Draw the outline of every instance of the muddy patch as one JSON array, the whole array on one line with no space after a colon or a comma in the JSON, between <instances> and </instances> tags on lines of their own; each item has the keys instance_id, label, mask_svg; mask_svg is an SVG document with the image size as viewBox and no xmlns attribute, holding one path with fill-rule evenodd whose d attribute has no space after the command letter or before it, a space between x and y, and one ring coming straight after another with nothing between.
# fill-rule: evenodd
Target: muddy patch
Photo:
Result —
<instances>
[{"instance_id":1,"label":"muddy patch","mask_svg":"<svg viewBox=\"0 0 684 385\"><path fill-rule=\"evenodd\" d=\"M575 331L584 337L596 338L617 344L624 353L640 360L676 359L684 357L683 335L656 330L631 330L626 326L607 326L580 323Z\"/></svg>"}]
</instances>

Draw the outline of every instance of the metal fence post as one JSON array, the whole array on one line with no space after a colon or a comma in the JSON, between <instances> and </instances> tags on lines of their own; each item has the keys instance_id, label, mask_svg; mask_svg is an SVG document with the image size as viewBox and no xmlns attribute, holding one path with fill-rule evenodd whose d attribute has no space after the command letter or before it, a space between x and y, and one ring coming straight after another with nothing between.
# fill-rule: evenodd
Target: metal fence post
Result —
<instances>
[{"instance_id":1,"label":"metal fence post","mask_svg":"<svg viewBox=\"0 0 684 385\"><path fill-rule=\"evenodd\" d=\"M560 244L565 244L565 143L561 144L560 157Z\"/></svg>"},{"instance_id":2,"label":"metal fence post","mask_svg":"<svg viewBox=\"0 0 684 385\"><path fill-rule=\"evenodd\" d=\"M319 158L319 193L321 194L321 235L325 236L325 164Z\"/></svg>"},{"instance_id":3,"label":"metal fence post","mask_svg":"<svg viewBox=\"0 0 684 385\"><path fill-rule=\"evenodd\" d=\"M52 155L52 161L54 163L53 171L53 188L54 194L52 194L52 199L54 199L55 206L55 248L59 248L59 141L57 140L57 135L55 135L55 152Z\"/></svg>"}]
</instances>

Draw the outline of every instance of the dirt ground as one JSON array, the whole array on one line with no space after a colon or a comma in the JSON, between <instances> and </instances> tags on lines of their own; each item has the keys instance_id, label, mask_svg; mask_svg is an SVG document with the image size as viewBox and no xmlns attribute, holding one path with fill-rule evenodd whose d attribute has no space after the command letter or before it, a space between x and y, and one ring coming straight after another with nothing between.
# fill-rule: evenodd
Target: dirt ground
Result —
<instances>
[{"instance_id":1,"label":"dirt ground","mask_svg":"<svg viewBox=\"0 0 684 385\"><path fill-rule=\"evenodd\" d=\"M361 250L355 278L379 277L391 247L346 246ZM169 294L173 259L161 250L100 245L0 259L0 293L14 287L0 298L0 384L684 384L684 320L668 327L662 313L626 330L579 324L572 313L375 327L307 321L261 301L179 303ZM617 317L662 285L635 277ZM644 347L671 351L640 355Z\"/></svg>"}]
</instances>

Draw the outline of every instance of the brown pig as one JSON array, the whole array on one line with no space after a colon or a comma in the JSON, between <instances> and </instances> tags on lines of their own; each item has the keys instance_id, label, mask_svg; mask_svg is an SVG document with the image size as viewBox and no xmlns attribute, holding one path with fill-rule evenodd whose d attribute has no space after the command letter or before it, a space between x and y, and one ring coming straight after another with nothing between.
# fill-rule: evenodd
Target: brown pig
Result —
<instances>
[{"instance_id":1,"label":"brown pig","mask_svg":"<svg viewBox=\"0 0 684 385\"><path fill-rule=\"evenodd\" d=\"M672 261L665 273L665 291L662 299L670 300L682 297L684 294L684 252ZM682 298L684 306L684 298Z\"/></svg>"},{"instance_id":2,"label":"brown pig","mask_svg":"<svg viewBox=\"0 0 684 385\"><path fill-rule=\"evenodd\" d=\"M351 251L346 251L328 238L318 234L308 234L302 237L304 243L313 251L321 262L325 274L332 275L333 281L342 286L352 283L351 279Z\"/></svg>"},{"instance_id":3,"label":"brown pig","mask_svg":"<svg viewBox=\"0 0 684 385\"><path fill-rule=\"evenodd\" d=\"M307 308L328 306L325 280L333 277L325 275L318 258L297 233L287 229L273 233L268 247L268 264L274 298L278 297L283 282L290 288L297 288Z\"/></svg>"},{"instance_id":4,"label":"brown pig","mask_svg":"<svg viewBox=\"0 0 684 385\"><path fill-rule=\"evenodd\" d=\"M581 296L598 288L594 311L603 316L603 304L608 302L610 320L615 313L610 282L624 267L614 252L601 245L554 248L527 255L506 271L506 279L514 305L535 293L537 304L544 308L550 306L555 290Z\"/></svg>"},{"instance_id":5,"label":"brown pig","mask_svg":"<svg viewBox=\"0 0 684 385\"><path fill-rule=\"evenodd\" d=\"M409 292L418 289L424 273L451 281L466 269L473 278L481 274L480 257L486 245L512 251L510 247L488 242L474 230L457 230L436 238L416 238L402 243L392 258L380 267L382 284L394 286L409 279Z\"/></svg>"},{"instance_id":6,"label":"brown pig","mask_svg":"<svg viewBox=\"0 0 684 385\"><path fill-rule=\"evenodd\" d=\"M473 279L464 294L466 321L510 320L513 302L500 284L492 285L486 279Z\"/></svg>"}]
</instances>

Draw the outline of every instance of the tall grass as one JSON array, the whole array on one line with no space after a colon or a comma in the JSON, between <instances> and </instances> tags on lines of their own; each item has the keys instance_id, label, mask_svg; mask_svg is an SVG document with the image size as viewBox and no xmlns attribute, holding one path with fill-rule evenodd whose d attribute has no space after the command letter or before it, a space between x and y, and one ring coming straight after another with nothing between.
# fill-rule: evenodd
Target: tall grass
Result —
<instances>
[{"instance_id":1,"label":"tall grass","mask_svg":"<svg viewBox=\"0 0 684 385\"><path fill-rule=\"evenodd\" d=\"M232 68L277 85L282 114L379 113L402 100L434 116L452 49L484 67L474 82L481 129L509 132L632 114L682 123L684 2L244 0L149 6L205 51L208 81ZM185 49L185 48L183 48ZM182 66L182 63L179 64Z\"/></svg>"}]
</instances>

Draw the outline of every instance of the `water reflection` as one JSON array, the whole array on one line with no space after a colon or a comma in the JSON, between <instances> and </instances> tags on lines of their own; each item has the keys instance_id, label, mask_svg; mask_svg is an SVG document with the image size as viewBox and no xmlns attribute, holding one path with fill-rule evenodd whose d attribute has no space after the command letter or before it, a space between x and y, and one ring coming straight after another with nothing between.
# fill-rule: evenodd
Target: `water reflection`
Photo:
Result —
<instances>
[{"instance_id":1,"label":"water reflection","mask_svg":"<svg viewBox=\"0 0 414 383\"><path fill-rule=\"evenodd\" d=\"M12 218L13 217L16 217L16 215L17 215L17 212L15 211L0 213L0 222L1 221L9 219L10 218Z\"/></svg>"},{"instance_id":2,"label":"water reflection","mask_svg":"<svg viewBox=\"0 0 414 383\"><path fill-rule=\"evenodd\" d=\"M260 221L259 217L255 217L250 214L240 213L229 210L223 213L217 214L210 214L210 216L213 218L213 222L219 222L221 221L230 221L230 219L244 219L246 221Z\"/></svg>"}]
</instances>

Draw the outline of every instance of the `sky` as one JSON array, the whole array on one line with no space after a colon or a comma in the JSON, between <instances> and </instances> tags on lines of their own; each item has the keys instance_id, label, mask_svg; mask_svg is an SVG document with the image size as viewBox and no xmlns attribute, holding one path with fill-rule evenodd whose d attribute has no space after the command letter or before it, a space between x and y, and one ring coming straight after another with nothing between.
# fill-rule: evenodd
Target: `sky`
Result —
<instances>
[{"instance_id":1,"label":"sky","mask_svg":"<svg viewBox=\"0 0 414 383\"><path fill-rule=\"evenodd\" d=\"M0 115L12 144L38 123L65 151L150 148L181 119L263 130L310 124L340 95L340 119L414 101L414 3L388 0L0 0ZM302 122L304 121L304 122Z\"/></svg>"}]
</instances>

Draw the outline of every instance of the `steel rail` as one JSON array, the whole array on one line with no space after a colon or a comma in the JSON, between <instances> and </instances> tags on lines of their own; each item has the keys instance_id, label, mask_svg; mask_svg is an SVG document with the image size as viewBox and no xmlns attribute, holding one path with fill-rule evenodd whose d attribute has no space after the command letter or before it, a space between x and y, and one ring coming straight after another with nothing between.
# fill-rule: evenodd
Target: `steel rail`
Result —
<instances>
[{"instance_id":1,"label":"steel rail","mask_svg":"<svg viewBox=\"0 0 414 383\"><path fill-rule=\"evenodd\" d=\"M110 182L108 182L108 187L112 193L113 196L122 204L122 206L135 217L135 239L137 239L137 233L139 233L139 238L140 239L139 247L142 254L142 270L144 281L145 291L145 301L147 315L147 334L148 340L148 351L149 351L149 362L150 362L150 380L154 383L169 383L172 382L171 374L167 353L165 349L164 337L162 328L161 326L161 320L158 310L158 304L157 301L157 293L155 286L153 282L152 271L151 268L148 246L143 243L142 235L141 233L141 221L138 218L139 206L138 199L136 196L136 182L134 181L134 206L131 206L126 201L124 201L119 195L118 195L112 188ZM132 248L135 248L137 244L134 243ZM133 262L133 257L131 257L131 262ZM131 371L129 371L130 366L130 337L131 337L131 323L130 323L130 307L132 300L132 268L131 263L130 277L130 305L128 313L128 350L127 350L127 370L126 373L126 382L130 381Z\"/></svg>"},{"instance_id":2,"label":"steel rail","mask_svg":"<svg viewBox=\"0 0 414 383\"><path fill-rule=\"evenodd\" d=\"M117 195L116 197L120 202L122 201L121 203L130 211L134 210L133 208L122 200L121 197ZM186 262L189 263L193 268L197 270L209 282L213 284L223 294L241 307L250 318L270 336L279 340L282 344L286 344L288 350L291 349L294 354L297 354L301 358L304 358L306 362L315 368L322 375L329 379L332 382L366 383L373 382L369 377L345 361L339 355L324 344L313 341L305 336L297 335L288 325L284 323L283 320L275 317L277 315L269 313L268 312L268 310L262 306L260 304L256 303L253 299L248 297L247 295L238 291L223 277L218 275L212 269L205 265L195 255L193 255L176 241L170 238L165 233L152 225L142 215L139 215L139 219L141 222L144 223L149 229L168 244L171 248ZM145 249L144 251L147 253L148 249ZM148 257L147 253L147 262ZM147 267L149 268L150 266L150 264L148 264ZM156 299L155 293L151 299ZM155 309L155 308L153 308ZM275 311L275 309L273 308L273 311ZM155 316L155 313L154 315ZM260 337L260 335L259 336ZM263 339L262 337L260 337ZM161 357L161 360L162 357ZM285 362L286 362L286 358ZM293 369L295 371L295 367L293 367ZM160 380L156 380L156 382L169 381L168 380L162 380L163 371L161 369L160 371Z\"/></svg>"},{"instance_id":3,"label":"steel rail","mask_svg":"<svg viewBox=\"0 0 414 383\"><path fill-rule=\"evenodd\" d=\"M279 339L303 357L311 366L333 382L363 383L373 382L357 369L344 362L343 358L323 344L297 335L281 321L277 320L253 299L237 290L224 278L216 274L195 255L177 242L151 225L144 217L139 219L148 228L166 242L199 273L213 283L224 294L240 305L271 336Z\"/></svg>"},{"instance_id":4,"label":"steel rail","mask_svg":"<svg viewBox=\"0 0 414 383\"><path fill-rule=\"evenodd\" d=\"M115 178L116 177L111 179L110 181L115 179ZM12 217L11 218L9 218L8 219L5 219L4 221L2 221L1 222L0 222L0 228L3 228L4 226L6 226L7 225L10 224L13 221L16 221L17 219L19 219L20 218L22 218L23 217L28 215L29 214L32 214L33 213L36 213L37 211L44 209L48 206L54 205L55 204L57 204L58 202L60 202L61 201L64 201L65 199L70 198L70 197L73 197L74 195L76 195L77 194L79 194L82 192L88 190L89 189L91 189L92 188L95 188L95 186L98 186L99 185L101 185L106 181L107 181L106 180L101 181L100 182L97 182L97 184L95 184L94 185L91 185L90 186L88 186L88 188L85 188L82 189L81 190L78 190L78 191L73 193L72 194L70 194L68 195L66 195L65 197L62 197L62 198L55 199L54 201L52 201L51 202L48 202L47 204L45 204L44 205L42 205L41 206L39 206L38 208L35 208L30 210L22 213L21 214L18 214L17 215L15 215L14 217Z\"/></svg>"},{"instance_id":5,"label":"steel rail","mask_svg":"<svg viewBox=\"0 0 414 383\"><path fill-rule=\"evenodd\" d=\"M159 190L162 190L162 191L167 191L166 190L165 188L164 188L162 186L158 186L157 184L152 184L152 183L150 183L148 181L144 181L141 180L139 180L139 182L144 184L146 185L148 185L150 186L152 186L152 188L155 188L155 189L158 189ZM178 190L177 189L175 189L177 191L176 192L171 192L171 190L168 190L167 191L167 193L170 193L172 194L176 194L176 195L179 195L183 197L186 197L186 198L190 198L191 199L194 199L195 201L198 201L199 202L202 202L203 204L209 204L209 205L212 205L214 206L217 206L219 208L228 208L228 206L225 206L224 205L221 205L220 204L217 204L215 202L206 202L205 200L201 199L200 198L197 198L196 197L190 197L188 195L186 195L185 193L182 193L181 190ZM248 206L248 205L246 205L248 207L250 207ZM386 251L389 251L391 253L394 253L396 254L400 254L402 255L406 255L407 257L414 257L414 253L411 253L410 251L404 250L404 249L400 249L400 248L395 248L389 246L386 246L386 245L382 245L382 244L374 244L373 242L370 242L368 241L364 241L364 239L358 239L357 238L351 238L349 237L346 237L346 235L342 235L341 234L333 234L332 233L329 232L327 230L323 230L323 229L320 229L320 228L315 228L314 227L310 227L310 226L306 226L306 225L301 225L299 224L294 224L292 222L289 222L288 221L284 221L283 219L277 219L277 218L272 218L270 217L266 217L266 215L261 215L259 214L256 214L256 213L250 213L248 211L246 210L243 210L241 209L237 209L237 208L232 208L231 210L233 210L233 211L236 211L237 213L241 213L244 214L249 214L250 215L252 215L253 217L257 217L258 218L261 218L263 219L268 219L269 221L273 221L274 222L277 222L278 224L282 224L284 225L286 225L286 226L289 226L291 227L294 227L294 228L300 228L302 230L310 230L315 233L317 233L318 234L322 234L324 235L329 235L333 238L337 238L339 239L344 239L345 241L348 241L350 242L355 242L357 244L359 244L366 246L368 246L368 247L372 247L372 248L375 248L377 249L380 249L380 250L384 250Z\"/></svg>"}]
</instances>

- CHALLENGE
Which lines of the rows above contain the string "Target"? Pick out each one and copy it, matching case exactly.

- ANSWER TO THE EXERCISE
Target: muddy patch
Target: metal fence post
Target: dirt ground
Target: brown pig
Target: tall grass
Target: `water reflection`
Target: `sky`
Target: `steel rail`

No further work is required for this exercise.